What you are asked to do | Copy word for word the part of the entries that opens with the first line and closes with the line containing "[(135, 191)]".

Information given |
········

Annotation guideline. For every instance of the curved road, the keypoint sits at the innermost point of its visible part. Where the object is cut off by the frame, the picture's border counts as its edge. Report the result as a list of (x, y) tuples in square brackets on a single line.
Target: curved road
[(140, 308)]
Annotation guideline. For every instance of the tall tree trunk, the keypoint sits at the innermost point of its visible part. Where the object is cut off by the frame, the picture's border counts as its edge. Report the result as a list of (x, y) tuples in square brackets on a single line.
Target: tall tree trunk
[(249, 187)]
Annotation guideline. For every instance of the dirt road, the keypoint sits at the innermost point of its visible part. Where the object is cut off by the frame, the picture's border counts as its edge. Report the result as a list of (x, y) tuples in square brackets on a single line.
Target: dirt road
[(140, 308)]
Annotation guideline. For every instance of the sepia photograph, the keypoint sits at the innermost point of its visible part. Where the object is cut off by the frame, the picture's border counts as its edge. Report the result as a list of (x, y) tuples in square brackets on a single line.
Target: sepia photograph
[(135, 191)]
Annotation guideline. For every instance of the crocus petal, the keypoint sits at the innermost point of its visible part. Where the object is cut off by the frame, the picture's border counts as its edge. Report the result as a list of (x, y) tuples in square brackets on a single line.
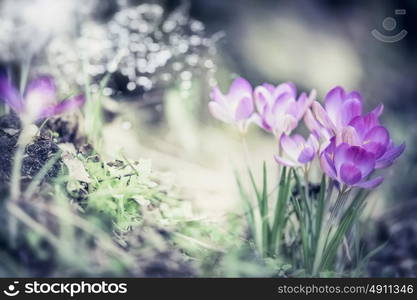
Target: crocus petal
[(340, 155), (333, 102), (290, 147), (219, 112), (370, 184), (284, 161), (378, 110), (262, 97), (306, 155), (63, 106), (285, 88), (244, 109), (389, 156), (10, 95), (287, 124), (362, 159), (322, 117), (327, 165), (350, 174), (351, 108), (216, 95), (349, 136), (313, 141), (376, 141)]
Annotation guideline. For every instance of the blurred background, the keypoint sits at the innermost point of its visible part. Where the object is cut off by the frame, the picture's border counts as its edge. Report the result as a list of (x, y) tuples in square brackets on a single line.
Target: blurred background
[(156, 61)]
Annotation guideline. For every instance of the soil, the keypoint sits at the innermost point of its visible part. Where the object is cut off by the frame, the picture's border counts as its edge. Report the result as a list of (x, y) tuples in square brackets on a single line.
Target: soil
[(398, 258), (36, 154)]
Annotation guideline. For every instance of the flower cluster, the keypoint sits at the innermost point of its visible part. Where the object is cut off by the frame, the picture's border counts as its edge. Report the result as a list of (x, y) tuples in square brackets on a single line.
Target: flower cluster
[(349, 144), (39, 101)]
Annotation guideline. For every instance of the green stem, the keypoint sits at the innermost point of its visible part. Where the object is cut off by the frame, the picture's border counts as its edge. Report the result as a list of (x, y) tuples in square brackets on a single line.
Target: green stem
[(320, 238)]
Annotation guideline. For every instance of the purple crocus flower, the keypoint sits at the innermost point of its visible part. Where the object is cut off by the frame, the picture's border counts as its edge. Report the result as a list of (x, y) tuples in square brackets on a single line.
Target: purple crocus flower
[(323, 134), (365, 131), (39, 100), (349, 165), (236, 107), (339, 109), (279, 111), (297, 151)]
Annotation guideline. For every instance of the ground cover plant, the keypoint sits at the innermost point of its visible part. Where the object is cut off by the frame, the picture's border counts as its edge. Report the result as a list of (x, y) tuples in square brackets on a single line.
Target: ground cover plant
[(164, 139)]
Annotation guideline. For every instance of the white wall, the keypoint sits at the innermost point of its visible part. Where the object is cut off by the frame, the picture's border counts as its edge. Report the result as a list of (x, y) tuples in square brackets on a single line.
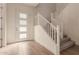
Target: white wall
[(69, 16), (46, 9), (12, 10), (43, 38)]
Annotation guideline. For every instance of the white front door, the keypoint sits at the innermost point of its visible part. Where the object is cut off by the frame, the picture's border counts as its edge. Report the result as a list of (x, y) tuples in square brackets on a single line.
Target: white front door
[(21, 26)]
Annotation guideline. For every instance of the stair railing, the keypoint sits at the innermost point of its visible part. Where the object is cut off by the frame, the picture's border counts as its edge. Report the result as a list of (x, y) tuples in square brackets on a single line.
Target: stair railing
[(52, 30)]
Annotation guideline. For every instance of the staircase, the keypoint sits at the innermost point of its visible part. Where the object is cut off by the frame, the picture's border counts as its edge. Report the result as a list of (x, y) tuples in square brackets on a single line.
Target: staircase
[(51, 36), (66, 42)]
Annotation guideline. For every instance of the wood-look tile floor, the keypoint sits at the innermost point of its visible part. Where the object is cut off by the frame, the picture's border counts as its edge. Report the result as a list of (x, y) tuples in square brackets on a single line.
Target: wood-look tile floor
[(74, 50), (24, 48)]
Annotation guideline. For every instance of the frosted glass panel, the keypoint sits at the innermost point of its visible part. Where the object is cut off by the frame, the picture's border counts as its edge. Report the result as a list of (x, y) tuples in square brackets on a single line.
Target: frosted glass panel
[(23, 36), (0, 23), (23, 22), (23, 15), (22, 29)]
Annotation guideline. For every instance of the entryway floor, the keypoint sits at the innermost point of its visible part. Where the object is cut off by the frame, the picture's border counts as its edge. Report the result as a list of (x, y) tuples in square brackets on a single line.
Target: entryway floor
[(24, 48), (74, 50)]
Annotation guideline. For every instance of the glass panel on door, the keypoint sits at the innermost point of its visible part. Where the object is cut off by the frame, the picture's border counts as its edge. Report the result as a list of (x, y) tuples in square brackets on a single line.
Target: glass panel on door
[(22, 26)]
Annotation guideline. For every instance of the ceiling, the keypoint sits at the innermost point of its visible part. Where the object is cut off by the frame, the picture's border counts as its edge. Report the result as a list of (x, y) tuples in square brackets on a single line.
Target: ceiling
[(32, 4)]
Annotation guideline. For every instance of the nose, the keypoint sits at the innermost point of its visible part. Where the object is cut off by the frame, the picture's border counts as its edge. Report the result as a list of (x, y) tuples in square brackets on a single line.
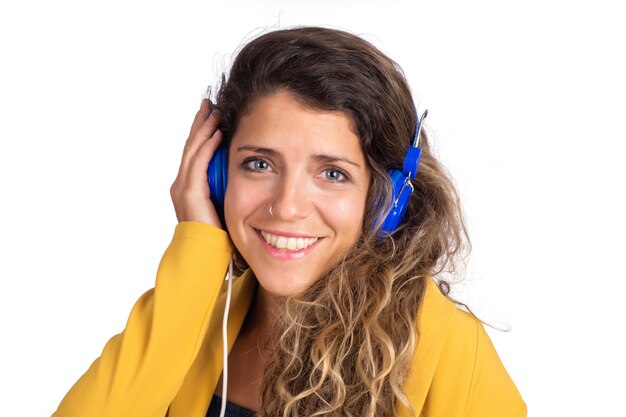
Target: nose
[(293, 198)]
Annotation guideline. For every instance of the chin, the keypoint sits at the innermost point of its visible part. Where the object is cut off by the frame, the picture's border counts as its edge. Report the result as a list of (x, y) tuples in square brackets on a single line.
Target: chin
[(284, 286)]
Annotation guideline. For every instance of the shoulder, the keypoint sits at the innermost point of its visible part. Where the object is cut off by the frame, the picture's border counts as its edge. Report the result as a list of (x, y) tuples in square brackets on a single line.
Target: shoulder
[(456, 359)]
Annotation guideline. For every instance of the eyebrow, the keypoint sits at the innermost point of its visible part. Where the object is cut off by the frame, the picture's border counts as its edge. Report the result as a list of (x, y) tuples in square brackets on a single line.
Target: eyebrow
[(317, 157)]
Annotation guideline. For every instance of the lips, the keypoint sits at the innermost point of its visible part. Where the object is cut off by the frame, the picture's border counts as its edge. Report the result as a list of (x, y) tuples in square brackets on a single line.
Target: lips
[(288, 243)]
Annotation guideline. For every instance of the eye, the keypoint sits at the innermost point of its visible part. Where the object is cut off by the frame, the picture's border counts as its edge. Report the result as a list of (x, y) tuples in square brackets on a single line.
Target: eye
[(255, 164), (336, 175)]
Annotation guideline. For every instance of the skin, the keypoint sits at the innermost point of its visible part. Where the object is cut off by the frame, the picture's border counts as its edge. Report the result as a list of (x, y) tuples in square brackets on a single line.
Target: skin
[(309, 167)]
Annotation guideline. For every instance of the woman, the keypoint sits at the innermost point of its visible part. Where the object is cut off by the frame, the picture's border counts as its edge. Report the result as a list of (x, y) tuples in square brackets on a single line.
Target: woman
[(334, 313)]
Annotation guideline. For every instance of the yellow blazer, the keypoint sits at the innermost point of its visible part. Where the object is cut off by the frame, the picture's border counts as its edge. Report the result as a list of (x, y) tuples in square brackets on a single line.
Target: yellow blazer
[(168, 359)]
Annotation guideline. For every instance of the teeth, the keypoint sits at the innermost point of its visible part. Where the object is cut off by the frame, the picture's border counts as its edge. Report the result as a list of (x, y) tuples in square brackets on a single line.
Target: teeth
[(288, 243)]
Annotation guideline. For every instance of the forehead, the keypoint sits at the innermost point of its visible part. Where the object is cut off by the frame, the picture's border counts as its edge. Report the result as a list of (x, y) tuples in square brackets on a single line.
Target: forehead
[(281, 122)]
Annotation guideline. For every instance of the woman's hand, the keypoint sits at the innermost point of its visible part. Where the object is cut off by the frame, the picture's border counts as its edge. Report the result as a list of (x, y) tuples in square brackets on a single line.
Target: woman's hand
[(190, 191)]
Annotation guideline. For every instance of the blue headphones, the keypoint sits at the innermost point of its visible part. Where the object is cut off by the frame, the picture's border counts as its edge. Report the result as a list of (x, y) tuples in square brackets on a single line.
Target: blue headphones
[(217, 175)]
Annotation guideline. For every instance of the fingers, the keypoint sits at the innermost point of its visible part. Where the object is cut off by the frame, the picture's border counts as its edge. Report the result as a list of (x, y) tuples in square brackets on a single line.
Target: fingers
[(203, 128), (190, 191)]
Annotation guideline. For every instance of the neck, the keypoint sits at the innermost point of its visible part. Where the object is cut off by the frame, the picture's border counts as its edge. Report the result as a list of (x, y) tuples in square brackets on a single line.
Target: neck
[(262, 314)]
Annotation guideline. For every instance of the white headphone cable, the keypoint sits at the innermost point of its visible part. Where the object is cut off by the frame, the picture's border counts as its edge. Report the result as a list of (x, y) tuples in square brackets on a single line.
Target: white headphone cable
[(229, 278)]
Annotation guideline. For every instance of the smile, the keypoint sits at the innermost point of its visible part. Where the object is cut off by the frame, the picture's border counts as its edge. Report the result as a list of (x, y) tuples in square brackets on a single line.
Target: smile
[(287, 243)]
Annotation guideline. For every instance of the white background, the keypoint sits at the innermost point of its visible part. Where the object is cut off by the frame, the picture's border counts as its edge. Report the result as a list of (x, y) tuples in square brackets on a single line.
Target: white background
[(527, 103)]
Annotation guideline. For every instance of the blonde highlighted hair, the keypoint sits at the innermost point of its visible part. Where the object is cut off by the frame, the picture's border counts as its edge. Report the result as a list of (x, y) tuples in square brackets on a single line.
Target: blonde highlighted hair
[(345, 345)]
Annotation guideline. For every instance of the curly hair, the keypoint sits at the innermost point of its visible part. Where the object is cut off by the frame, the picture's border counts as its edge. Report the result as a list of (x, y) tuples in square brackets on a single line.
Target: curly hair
[(345, 345)]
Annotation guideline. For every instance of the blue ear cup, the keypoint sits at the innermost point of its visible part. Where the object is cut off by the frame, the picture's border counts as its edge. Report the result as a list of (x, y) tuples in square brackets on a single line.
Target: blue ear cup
[(217, 175), (401, 183)]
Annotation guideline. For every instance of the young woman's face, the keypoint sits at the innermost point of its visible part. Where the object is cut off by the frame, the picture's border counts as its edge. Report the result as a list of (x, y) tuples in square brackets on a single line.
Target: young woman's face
[(297, 185)]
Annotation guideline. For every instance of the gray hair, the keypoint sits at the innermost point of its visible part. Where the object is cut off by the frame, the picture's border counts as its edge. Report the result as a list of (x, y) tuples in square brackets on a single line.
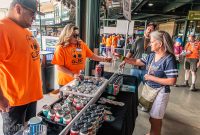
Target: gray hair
[(165, 38)]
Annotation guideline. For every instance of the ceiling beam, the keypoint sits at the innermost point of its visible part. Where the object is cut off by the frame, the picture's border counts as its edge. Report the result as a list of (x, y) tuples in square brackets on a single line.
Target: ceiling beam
[(176, 4), (156, 12), (139, 5)]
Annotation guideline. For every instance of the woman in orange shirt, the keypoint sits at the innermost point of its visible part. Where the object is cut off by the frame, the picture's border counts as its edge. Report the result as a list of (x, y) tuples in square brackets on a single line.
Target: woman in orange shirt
[(70, 55)]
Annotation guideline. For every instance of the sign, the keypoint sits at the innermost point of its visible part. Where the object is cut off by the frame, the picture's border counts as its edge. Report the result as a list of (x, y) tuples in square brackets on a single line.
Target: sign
[(127, 9), (194, 15)]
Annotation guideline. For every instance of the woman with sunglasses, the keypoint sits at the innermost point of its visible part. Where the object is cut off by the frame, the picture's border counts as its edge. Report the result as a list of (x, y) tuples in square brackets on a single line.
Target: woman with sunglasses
[(162, 73), (71, 53)]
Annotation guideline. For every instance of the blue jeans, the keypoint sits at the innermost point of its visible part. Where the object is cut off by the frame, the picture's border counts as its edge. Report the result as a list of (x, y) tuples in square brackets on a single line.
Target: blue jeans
[(139, 74)]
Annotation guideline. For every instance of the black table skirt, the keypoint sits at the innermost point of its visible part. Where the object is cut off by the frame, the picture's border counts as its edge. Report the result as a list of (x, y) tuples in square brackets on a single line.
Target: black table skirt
[(124, 116)]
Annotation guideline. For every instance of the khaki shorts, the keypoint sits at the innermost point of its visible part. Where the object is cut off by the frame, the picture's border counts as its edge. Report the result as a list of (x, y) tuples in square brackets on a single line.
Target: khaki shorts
[(191, 64), (159, 105)]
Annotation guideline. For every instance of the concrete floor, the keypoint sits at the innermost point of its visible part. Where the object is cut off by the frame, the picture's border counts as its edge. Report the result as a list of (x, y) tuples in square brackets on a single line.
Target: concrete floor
[(182, 115)]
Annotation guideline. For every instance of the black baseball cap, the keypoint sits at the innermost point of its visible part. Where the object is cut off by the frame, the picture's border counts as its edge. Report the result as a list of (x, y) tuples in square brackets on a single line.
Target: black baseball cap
[(30, 4)]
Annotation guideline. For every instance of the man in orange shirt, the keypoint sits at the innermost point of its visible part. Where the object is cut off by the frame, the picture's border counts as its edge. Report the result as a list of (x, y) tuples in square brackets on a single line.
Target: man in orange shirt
[(191, 62), (70, 55), (20, 77)]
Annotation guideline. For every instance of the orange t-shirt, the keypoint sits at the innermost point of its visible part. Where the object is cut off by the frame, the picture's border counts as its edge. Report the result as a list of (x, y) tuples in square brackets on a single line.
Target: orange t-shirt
[(20, 72), (71, 57), (194, 48), (108, 42), (115, 40), (104, 40)]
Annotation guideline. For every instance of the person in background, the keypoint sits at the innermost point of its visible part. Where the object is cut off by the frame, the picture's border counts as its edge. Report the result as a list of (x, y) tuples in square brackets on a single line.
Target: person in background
[(163, 73), (140, 48), (178, 50), (103, 44), (191, 62), (108, 45), (114, 43), (70, 55), (20, 71)]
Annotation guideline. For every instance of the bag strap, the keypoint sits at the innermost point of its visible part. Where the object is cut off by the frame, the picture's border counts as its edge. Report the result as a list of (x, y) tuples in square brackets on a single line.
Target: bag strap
[(151, 64), (159, 64)]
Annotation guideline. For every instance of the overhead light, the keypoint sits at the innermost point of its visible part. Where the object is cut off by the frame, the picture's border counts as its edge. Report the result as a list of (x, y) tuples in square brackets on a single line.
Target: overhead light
[(150, 4)]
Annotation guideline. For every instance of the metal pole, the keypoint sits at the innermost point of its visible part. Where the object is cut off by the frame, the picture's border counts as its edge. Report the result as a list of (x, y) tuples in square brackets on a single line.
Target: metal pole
[(126, 37), (40, 28)]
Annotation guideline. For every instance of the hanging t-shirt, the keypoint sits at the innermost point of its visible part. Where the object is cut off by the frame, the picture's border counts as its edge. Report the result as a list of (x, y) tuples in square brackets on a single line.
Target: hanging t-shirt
[(71, 57), (20, 70), (164, 68)]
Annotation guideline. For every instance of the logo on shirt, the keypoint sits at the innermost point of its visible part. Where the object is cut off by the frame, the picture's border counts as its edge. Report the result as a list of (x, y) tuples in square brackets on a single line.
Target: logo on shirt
[(34, 47), (76, 57)]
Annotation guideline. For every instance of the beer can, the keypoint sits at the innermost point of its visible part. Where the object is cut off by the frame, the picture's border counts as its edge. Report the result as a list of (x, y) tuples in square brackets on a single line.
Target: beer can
[(84, 131), (57, 106), (102, 69), (51, 115), (34, 124), (67, 119), (74, 130), (45, 110), (98, 71), (79, 106)]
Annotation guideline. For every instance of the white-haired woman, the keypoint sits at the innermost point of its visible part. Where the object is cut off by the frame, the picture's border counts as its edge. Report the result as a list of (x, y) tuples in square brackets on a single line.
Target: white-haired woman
[(71, 53), (163, 73)]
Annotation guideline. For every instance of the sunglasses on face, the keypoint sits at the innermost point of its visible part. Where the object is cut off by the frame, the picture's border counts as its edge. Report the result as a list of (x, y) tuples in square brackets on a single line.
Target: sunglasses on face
[(76, 35)]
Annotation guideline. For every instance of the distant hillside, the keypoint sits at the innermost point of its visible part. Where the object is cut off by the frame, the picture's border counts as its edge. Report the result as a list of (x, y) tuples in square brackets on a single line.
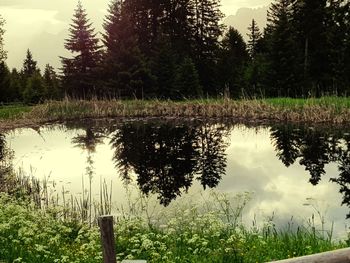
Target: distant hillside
[(242, 19)]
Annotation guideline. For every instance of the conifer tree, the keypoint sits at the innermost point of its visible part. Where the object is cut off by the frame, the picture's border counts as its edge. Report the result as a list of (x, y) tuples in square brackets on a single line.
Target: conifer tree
[(5, 81), (124, 65), (34, 91), (187, 80), (233, 58), (310, 21), (29, 65), (15, 86), (3, 53), (254, 37), (51, 83), (283, 75), (83, 44), (206, 33)]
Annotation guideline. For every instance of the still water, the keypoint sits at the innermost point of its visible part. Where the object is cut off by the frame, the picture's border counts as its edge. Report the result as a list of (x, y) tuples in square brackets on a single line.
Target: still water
[(289, 171)]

········

Reply |
Annotation guideline. For every instance of the curved road, the keypoint sits at the innermost point of its visible part. Where the object is cut off by the frame, the picture's border counts as its edge. Report the result as a list of (x, y) tuples in square brackets on a single line.
Target: curved road
[(140, 308)]
Annotation guideline. For every instance of the tall tree trunk, the keypoint sits at the innermost point of its visible part. Where the object is cut off by the frame, the picture's border counts as its edge. Report the result as a list of (x, y) tuples in square brackets on a single line.
Target: tall tree trunk
[(249, 187)]
Annotation guideline. For every instance of the dirt road, the keypoint sits at the innermost point of its visible part. Where the object is cut off by the frame, the picture's border counts as its edge. Report the result as a list of (x, y) tuples in square brackets on a single line.
Target: dirt road
[(140, 308)]
Annotation guideline. For every instance of the sepia photograph, the keypoint sits at the innermost point of its visible part. Where the object is cut off by the frame, the picture's border counts as its edge. Report the result as a list of (x, y) tuples in square brackets on a single line.
Target: sepia photograph
[(135, 191)]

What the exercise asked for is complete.